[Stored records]
######

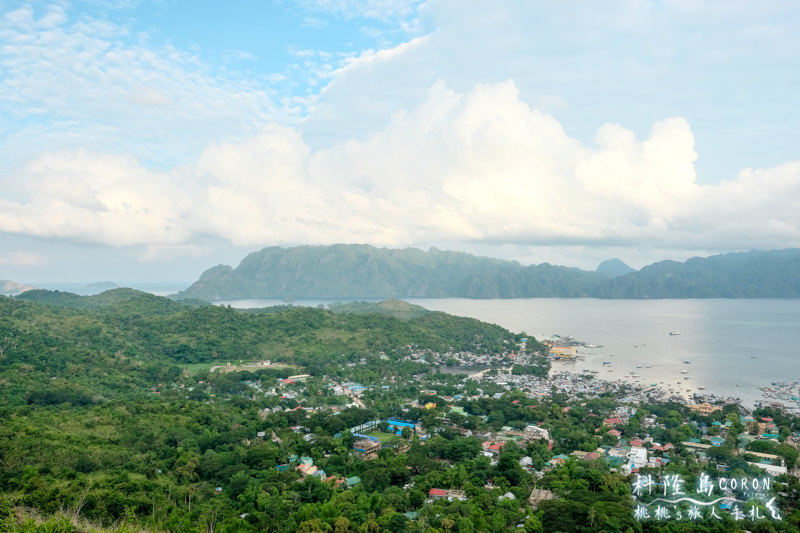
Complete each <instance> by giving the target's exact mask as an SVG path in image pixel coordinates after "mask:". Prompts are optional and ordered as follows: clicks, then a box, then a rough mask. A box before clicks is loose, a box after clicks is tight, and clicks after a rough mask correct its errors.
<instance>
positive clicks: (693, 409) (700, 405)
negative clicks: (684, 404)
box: [686, 402, 722, 415]
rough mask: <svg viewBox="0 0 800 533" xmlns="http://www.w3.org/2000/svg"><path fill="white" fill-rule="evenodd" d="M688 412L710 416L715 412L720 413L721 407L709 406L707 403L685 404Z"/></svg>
mask: <svg viewBox="0 0 800 533" xmlns="http://www.w3.org/2000/svg"><path fill="white" fill-rule="evenodd" d="M686 407H688V408H689V410H690V411H692V412H695V413H700V414H701V415H710V414H711V413H713V412H715V411H722V407H720V406H718V405H711V404H710V403H708V402H703V403H698V404H686Z"/></svg>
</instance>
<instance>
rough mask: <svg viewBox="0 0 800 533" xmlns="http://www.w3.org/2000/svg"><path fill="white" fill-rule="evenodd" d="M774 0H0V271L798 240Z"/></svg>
mask: <svg viewBox="0 0 800 533" xmlns="http://www.w3.org/2000/svg"><path fill="white" fill-rule="evenodd" d="M798 64H800V7H799V6H798V4H797V3H796V2H793V1H773V2H769V3H763V2H755V1H748V0H733V1H729V2H719V1H708V0H692V1H689V0H663V1H654V0H615V1H611V2H602V3H601V2H593V1H588V0H586V1H577V0H576V1H567V2H544V1H516V0H509V1H503V2H493V3H487V2H480V1H477V0H426V1H423V0H415V1H402V0H298V1H289V0H280V1H277V0H276V1H272V2H266V1H263V2H255V1H252V2H236V3H234V5H233V6H228V5H222V4H220V3H219V2H177V1H168V0H159V1H138V0H118V1H115V0H93V1H88V2H38V1H35V2H24V1H14V0H12V1H10V2H9V1H6V2H4V3H2V4H0V186H1V187H2V188H0V279H13V280H16V281H22V282H28V283H43V282H55V281H65V282H68V281H69V282H89V281H96V280H104V279H111V280H114V281H119V282H134V281H137V282H141V281H147V280H159V281H176V282H180V281H186V282H189V281H192V280H194V279H196V278H197V277H198V276H199V274H200V273H201V272H202V271H203V270H204V269H205V268H207V267H209V266H212V265H214V264H216V263H219V262H223V263H228V264H234V265H235V264H237V263H238V261H239V260H240V259H241V258H242V257H243V256H244V255H245V254H247V253H248V252H250V251H254V250H257V249H260V248H262V247H264V246H272V245H283V246H291V245H296V244H332V243H337V242H352V243H356V242H357V243H369V244H373V245H376V246H389V247H402V246H415V247H421V248H427V247H429V246H438V247H440V248H446V249H458V250H464V251H467V252H471V253H477V254H481V255H489V256H494V257H500V258H507V259H516V260H519V261H521V262H523V263H541V262H545V261H546V262H550V263H555V264H564V265H569V266H580V267H582V268H594V266H596V265H597V264H598V263H599V262H600V261H602V260H605V259H609V258H612V257H618V258H620V259H622V260H623V261H626V262H628V263H629V264H631V265H632V266H635V267H641V266H643V265H645V264H648V263H651V262H654V261H657V260H661V259H676V260H683V259H685V258H688V257H691V256H694V255H709V254H714V253H720V252H726V251H738V250H748V249H756V248H758V249H764V248H787V247H797V246H800V154H798V146H800V133H798V132H800V101H799V100H800V96H799V95H800V93H798V91H797V90H796V88H797V87H798V86H800V71H799V70H798V69H797V68H796V65H798Z"/></svg>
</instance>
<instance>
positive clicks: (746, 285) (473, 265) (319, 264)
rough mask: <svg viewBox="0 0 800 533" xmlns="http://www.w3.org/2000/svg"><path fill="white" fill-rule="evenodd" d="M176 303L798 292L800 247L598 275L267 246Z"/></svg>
mask: <svg viewBox="0 0 800 533" xmlns="http://www.w3.org/2000/svg"><path fill="white" fill-rule="evenodd" d="M174 297H175V298H177V299H201V300H207V301H214V300H229V299H241V298H283V299H287V301H288V300H290V299H293V298H403V297H407V298H446V297H461V298H635V299H645V298H797V297H800V250H798V249H787V250H773V251H751V252H741V253H728V254H722V255H715V256H711V257H707V258H700V257H696V258H692V259H689V260H687V261H685V262H683V263H680V262H676V261H661V262H658V263H654V264H652V265H649V266H646V267H644V268H642V269H641V270H638V271H636V270H634V269H632V268H631V267H629V266H628V265H626V264H625V263H623V262H622V261H619V260H616V259H614V260H610V261H606V262H604V263H602V264H601V265H600V266H599V267H598V268H597V270H595V271H586V270H581V269H578V268H569V267H563V266H555V265H550V264H548V263H543V264H540V265H530V266H525V265H522V264H520V263H518V262H516V261H505V260H500V259H492V258H488V257H478V256H474V255H471V254H467V253H463V252H453V251H443V250H439V249H436V248H431V249H430V250H428V251H427V252H426V251H423V250H419V249H416V248H404V249H391V248H376V247H373V246H368V245H355V244H338V245H333V246H297V247H291V248H282V247H277V246H275V247H269V248H264V249H263V250H260V251H258V252H254V253H251V254H249V255H248V256H247V257H245V258H244V259H243V260H242V261H241V263H240V264H239V266H237V267H236V268H232V267H230V266H227V265H218V266H215V267H213V268H210V269H208V270H206V271H205V272H204V273H203V274H202V275H201V277H200V279H199V280H197V281H196V282H195V283H193V284H192V285H191V286H190V287H189V288H187V289H186V290H185V291H182V292H180V293H178V294H177V295H175V296H174Z"/></svg>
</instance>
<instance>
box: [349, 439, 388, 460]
mask: <svg viewBox="0 0 800 533" xmlns="http://www.w3.org/2000/svg"><path fill="white" fill-rule="evenodd" d="M380 449H381V443H380V441H378V440H370V439H361V440H357V441H355V442H354V443H353V450H354V451H355V452H357V453H358V454H359V456H360V457H361V458H362V459H374V458H375V457H377V456H378V450H380Z"/></svg>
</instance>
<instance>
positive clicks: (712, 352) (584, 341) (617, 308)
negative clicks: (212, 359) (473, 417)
mask: <svg viewBox="0 0 800 533" xmlns="http://www.w3.org/2000/svg"><path fill="white" fill-rule="evenodd" d="M404 300H405V301H407V302H409V303H412V304H416V305H421V306H422V307H424V308H426V309H430V310H432V311H443V312H445V313H449V314H453V315H459V316H467V317H472V318H476V319H478V320H482V321H484V322H490V323H494V324H498V325H500V326H502V327H504V328H507V329H509V330H511V331H514V332H517V333H519V332H523V331H524V332H526V333H528V334H529V335H533V336H534V337H536V338H537V339H546V338H551V337H552V336H553V335H554V334H558V335H562V336H567V335H569V336H572V337H574V338H575V339H576V340H578V341H582V342H584V343H586V344H592V345H598V346H602V347H599V348H583V347H581V348H579V350H578V353H579V355H580V356H581V357H582V358H583V359H582V360H579V361H576V362H574V363H560V362H556V363H554V365H553V367H554V370H556V371H557V370H569V371H573V372H583V371H584V370H594V371H597V374H596V376H597V377H598V378H600V379H607V380H612V381H615V380H618V379H619V380H626V381H630V382H636V381H637V380H638V382H639V383H640V384H641V385H645V386H647V385H650V384H653V383H656V384H658V385H659V386H660V387H662V388H664V389H665V390H668V389H672V390H673V391H675V392H678V393H680V394H681V395H683V396H686V395H688V394H689V392H687V389H688V391H691V392H695V391H699V390H702V392H704V393H708V394H716V395H721V396H726V397H739V398H740V399H741V402H742V404H743V405H746V406H748V407H752V405H753V404H754V402H756V401H757V400H760V399H762V392H761V390H759V388H760V387H770V386H772V383H773V382H778V381H784V382H786V381H789V382H791V381H794V380H799V379H800V358H798V355H799V353H798V352H799V351H800V300H796V299H785V300H784V299H736V300H731V299H680V300H678V299H674V300H673V299H664V300H599V299H591V298H576V299H555V298H520V299H502V300H501V299H495V300H473V299H467V298H404ZM332 302H333V301H332V300H298V301H296V302H294V304H295V305H308V306H312V307H316V306H320V305H322V306H324V305H327V304H330V303H332ZM218 303H221V304H227V305H232V306H233V307H265V306H268V305H280V304H282V303H284V302H282V301H280V300H231V301H226V302H218ZM670 332H674V333H677V332H679V333H680V334H679V335H670ZM612 354H613V355H612ZM605 361H607V362H608V363H609V364H603V363H604V362H605ZM684 361H688V362H689V363H688V364H687V363H684ZM682 371H685V372H684V373H682ZM684 377H688V378H689V379H683V378H684ZM700 387H703V389H700ZM777 401H780V402H782V403H785V404H786V405H787V406H796V404H795V403H794V402H792V401H791V400H790V399H789V398H783V399H779V400H777Z"/></svg>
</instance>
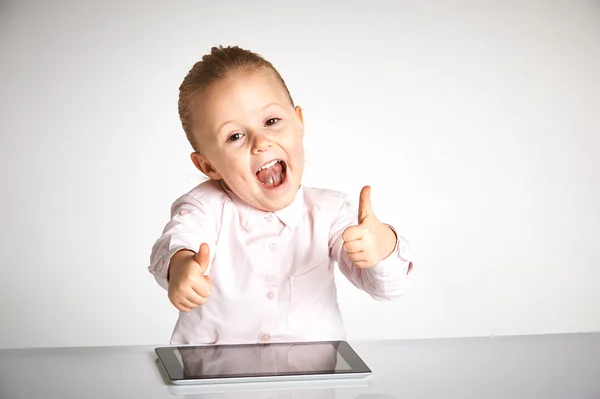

######

HOW TO COMPLETE THIS TASK: Find "positive clicks: (693, 409) (700, 405)" in the entries above and copy that whole line exactly, then each line after it through the line that contains "box: [686, 402, 722, 415]".

WRITTEN RESPONSE:
positive clicks: (693, 409) (700, 405)
negative clicks: (684, 404)
box: [686, 402, 722, 415]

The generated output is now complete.